* **Te analyseren tekst**:

Op 23 januari moet het voor de waterpolosters gebeuren in Triëst

Foto: ANP

In de agenda van Arno Havenga staat al geruime tijd om zaterdag 23 januari een grote, rode cirkel. “De 23e, om 18.00 of 20.00 uur, tegen Hongarije of Griekenland. Dan moet het gebeuren voor ons”, zegt de bondscoach van de Nederlandse waterpolosters voorafgaand aan het olympisch kwalificatietoernooi in Triëst. “Welk land we in de halve finales treffen maakt niet zo uit, dat is een beetje om het even. We moeten gewoon winnen, klaar. En daar zijn we klaar voor.”

De waterpolosters verlaten zondag hun ‘bubbel’ in Zeist voor een nog strengere ‘bubbel’ in de Italiaanse stad Triëst. Alles om het coronavirus buiten de deur te houden. “Bij aankomst krijgen we direct een sneltest en een PCR-test. Ieder deelnemend land heeft een eigen bus, een eigen deel van het hotel en vaste tijden waarop je naar de eetzaal en het zwembad mag”, vertelt Havenga. “We kunnen verder geen stap buiten het hotel zetten. Wie de regels overtreedt, krijgt een sanctie. Je kan als ploeg zelfs uit het toernooi worden gezet.”

Vanwege alle coronarestricties zat oefenwedstrijden spelen er in de aanloop naar het OKT niet in. De 46-jarige Rotterdammer liet zijn ploeg onderlinge duels spelen, waarbij een echte wedstrijdsetting zo goed mogelijk werd nagebootst met onder meer officiële scheidsrechters langs de badrand. “Het gevoel over de voorbereiding is goed. Maar we kunnen het niet ‘meten’. Dat moet pas blijken op het toernooi zelf”, zegt Havenga. De waterpolosters starten het OKT dinsdag tegen Slowakije en spelen daarna in de groep tegen Italië en Frankrijk. Vrijdag zijn de kwartfinales, een dag later de cruciale halve finales waarin de twee tickets voor Tokio op het spel staan.

* **De opdracht**: Vat de tekst over de waterpolosters samen in twee zinnen. Gebruik hiervoor alleen de tekst.

* **Gegevensfragmenten**:

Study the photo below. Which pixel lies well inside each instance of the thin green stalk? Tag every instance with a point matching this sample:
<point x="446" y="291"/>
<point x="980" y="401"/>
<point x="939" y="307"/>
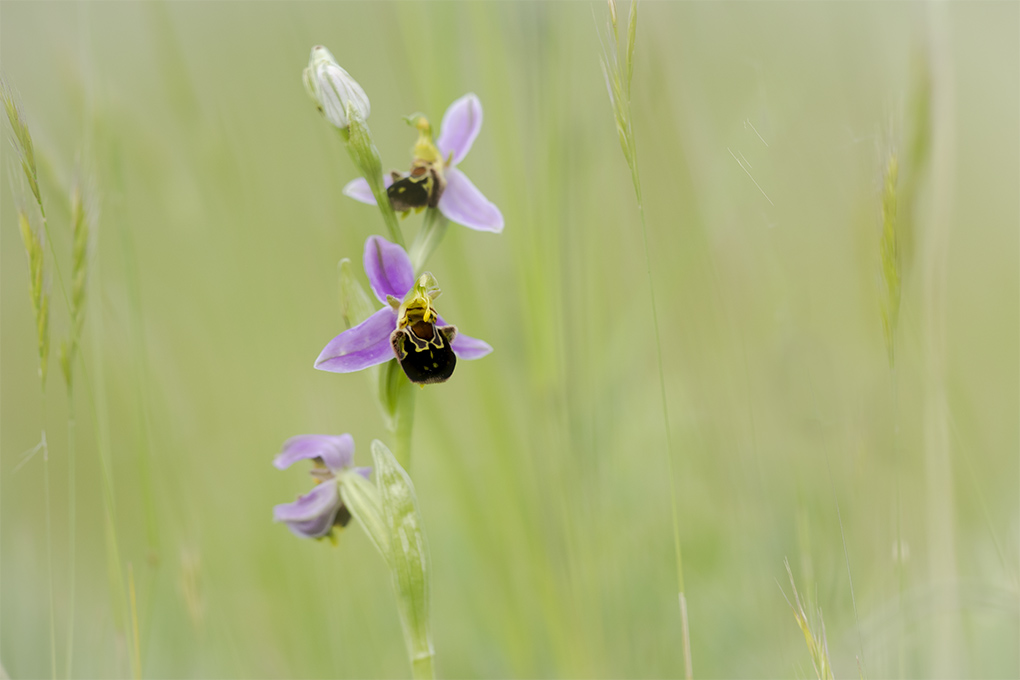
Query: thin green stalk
<point x="685" y="628"/>
<point x="618" y="84"/>
<point x="71" y="552"/>
<point x="403" y="421"/>
<point x="366" y="158"/>
<point x="434" y="227"/>
<point x="49" y="544"/>
<point x="421" y="666"/>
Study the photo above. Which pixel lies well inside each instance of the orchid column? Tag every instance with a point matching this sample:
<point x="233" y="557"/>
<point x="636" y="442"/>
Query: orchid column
<point x="405" y="343"/>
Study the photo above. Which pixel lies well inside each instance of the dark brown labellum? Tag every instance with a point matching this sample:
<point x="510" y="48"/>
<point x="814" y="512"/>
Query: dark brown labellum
<point x="420" y="188"/>
<point x="424" y="351"/>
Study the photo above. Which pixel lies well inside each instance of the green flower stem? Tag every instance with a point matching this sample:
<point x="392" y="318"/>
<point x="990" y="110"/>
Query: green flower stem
<point x="366" y="157"/>
<point x="403" y="420"/>
<point x="422" y="666"/>
<point x="409" y="563"/>
<point x="429" y="237"/>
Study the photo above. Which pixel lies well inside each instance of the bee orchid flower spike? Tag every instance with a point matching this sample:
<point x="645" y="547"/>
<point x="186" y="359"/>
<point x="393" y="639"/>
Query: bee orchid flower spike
<point x="434" y="179"/>
<point x="406" y="328"/>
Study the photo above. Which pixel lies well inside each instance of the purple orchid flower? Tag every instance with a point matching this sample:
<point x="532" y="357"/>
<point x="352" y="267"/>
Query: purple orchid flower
<point x="460" y="201"/>
<point x="371" y="342"/>
<point x="315" y="514"/>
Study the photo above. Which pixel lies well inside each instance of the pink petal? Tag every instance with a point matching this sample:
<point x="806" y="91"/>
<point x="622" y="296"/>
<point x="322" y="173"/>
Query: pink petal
<point x="389" y="268"/>
<point x="461" y="123"/>
<point x="336" y="451"/>
<point x="464" y="204"/>
<point x="365" y="345"/>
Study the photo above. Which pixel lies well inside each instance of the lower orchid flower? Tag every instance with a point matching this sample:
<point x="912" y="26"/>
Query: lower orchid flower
<point x="434" y="179"/>
<point x="406" y="328"/>
<point x="315" y="514"/>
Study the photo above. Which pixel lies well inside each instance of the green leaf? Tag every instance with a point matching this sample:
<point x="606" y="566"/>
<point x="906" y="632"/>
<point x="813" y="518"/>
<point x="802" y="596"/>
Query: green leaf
<point x="409" y="561"/>
<point x="362" y="499"/>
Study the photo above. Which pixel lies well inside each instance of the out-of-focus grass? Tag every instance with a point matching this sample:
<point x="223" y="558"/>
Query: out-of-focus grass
<point x="539" y="468"/>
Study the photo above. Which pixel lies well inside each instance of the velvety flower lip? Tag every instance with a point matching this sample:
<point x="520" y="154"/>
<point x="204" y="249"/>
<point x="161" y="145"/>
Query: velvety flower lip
<point x="390" y="273"/>
<point x="461" y="201"/>
<point x="314" y="514"/>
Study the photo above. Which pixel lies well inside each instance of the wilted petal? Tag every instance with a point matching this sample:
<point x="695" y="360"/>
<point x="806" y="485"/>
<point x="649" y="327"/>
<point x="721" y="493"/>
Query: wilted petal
<point x="464" y="204"/>
<point x="360" y="191"/>
<point x="461" y="123"/>
<point x="336" y="451"/>
<point x="365" y="345"/>
<point x="389" y="268"/>
<point x="311" y="515"/>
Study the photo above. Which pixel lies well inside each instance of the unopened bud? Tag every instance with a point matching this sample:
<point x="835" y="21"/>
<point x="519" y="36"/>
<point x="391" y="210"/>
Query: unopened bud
<point x="338" y="96"/>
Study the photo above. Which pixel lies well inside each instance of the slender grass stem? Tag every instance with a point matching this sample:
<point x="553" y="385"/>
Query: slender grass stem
<point x="49" y="543"/>
<point x="71" y="522"/>
<point x="846" y="555"/>
<point x="136" y="638"/>
<point x="618" y="82"/>
<point x="421" y="667"/>
<point x="678" y="556"/>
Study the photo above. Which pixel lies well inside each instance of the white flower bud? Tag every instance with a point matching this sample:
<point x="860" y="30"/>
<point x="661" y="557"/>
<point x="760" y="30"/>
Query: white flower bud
<point x="338" y="95"/>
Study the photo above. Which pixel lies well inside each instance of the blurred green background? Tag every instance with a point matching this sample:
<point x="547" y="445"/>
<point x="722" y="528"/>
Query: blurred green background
<point x="541" y="469"/>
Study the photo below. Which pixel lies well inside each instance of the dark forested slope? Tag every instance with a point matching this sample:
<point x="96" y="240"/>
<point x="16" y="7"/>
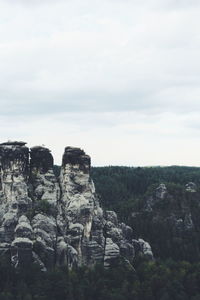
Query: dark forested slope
<point x="158" y="203"/>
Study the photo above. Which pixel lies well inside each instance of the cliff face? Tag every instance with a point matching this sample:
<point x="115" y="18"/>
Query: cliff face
<point x="57" y="221"/>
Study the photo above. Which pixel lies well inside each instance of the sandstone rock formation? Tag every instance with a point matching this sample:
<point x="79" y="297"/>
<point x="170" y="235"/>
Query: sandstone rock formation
<point x="49" y="220"/>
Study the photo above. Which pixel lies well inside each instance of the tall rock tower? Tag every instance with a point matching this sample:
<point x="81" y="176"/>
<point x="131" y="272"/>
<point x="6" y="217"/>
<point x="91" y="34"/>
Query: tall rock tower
<point x="56" y="221"/>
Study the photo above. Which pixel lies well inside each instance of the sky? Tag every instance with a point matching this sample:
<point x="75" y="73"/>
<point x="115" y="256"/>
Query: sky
<point x="117" y="78"/>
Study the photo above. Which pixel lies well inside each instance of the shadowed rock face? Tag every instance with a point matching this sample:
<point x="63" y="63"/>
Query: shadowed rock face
<point x="56" y="221"/>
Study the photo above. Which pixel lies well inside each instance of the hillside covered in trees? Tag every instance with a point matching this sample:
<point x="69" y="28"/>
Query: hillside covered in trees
<point x="163" y="209"/>
<point x="161" y="204"/>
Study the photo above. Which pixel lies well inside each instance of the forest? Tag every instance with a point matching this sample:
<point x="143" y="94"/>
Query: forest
<point x="174" y="274"/>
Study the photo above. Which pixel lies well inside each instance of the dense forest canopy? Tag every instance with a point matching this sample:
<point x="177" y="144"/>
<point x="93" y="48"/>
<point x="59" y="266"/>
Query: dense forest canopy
<point x="120" y="187"/>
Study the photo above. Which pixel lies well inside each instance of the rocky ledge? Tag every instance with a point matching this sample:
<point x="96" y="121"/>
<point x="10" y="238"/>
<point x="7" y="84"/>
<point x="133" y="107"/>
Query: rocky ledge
<point x="48" y="220"/>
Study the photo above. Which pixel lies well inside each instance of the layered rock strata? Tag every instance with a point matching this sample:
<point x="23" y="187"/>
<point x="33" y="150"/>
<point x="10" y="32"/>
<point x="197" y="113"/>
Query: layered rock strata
<point x="49" y="220"/>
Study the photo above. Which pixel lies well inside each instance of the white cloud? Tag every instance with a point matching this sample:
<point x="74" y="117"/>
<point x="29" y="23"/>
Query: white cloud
<point x="71" y="71"/>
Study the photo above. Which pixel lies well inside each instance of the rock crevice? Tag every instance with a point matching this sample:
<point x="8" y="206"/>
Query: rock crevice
<point x="51" y="220"/>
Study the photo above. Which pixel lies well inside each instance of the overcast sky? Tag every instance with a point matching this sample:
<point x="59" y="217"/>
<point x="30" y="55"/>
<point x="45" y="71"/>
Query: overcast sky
<point x="118" y="78"/>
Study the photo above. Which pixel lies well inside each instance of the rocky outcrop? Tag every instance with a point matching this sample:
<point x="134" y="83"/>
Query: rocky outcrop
<point x="49" y="220"/>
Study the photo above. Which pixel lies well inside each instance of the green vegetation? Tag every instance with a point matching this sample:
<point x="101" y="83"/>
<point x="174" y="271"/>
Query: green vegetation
<point x="121" y="188"/>
<point x="149" y="281"/>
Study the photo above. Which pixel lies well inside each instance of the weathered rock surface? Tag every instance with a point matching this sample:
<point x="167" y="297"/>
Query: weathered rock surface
<point x="49" y="220"/>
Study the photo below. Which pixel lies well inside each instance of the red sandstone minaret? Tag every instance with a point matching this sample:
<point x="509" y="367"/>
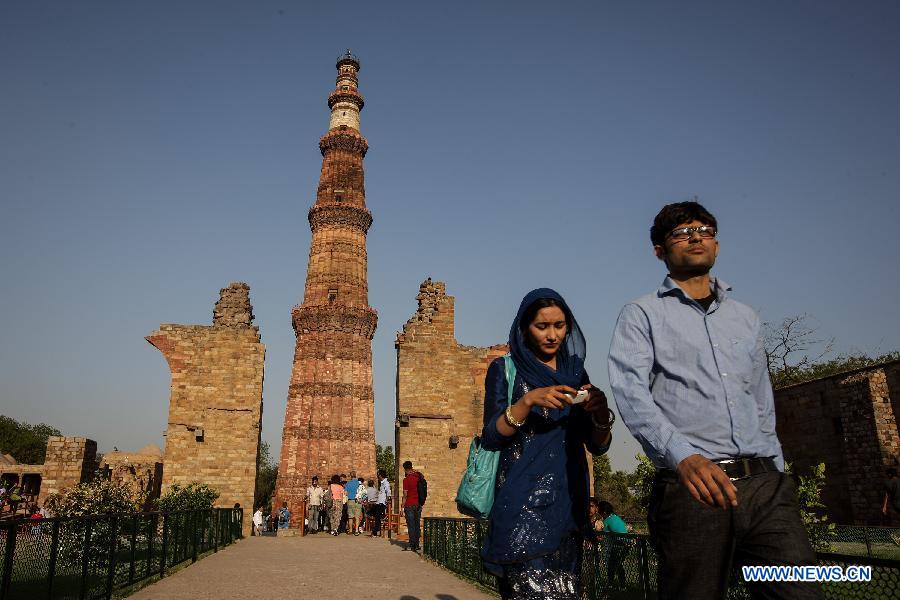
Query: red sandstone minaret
<point x="329" y="421"/>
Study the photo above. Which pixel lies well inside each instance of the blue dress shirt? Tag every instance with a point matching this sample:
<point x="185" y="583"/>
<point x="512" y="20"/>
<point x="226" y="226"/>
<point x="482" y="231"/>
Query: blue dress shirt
<point x="689" y="381"/>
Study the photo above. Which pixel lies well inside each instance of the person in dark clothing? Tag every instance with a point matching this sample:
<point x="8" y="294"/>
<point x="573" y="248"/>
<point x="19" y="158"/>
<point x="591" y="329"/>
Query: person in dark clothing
<point x="540" y="511"/>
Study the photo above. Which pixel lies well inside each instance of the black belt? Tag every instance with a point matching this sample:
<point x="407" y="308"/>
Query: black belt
<point x="736" y="468"/>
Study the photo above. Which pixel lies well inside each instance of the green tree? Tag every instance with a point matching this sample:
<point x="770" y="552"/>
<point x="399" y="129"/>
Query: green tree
<point x="809" y="496"/>
<point x="26" y="443"/>
<point x="642" y="481"/>
<point x="97" y="497"/>
<point x="788" y="347"/>
<point x="193" y="496"/>
<point x="384" y="459"/>
<point x="266" y="476"/>
<point x="617" y="488"/>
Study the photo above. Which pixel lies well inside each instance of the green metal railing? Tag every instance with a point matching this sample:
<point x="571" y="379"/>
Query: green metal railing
<point x="456" y="543"/>
<point x="90" y="557"/>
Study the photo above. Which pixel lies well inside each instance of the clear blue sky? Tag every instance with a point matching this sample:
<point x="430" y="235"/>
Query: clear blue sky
<point x="151" y="152"/>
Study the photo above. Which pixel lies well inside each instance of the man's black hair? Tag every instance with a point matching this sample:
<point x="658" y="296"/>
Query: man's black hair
<point x="673" y="215"/>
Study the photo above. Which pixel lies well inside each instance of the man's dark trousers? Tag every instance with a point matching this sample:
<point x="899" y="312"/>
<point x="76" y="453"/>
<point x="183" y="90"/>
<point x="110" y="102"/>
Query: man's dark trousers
<point x="413" y="514"/>
<point x="699" y="545"/>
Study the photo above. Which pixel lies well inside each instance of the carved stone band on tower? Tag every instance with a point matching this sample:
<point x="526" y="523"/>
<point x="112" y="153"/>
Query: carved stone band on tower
<point x="329" y="421"/>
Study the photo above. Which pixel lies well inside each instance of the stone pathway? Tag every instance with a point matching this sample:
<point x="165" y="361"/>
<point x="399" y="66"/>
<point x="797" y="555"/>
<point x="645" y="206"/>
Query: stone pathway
<point x="318" y="566"/>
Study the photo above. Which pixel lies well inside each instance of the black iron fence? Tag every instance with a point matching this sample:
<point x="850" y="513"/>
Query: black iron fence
<point x="90" y="557"/>
<point x="624" y="566"/>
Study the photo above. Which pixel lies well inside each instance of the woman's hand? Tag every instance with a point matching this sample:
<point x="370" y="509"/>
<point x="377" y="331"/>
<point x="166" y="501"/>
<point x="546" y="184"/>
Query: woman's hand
<point x="596" y="405"/>
<point x="549" y="397"/>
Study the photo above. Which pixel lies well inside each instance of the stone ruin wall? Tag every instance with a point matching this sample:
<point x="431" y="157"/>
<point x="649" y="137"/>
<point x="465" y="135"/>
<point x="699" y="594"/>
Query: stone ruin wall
<point x="440" y="393"/>
<point x="215" y="410"/>
<point x="69" y="461"/>
<point x="849" y="422"/>
<point x="141" y="471"/>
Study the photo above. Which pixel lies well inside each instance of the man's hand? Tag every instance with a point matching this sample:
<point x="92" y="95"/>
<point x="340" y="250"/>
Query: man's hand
<point x="707" y="482"/>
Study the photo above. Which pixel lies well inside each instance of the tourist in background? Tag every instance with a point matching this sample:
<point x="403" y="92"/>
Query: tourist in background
<point x="361" y="502"/>
<point x="354" y="509"/>
<point x="412" y="508"/>
<point x="314" y="494"/>
<point x="535" y="534"/>
<point x="257" y="521"/>
<point x="337" y="503"/>
<point x="284" y="517"/>
<point x="382" y="502"/>
<point x="615" y="546"/>
<point x="688" y="368"/>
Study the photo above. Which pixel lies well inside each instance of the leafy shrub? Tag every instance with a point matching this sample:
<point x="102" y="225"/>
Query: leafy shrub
<point x="194" y="496"/>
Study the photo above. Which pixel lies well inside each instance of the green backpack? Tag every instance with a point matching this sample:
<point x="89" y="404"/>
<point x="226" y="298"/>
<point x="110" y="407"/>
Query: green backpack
<point x="475" y="495"/>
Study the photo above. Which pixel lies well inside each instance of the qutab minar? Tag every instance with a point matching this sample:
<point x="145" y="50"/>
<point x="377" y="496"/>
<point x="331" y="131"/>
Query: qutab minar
<point x="329" y="421"/>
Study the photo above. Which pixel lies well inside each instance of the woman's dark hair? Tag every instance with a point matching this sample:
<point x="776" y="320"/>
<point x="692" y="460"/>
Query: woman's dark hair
<point x="534" y="307"/>
<point x="673" y="215"/>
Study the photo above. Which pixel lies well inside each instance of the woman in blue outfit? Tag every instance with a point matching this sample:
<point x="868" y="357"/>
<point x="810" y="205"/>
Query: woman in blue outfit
<point x="540" y="510"/>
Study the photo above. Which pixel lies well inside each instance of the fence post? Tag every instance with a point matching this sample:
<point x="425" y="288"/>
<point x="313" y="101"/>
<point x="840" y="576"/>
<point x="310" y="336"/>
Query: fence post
<point x="133" y="549"/>
<point x="84" y="558"/>
<point x="165" y="548"/>
<point x="54" y="552"/>
<point x="8" y="554"/>
<point x="194" y="515"/>
<point x="113" y="542"/>
<point x="644" y="568"/>
<point x="154" y="523"/>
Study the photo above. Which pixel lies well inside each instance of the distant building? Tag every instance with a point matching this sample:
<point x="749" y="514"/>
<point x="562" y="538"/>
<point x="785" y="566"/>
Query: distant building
<point x="849" y="422"/>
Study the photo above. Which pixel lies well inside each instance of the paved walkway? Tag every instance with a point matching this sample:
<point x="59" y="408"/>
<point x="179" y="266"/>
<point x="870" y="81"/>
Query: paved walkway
<point x="318" y="566"/>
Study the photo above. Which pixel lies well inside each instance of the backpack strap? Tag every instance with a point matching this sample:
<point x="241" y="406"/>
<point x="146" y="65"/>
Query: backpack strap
<point x="510" y="376"/>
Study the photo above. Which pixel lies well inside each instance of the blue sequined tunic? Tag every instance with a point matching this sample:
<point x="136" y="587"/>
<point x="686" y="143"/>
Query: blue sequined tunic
<point x="540" y="505"/>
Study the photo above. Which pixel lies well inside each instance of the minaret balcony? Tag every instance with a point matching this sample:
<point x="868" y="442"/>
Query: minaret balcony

* **Geschreven antwoord**: Volgens bondscoach Arno Havenga moet het voor de Nederlandse waterpolosters gebeuren op zaterdag 23 januari: dan spelen ze op het olympisch kwalificatietoernooi in Triëst de halve finales, waarin de twee tickets voor Tokio op het spel staan. Om het coronavirus buiten de deur te houden, zit de ploeg daar in een strenge 'bubbel' met tests en vaste regels, en omdat oefenwedstrijden er niet in zaten, speelde ze in de voorbereiding onderlinge duels met officiële scheidsrechters.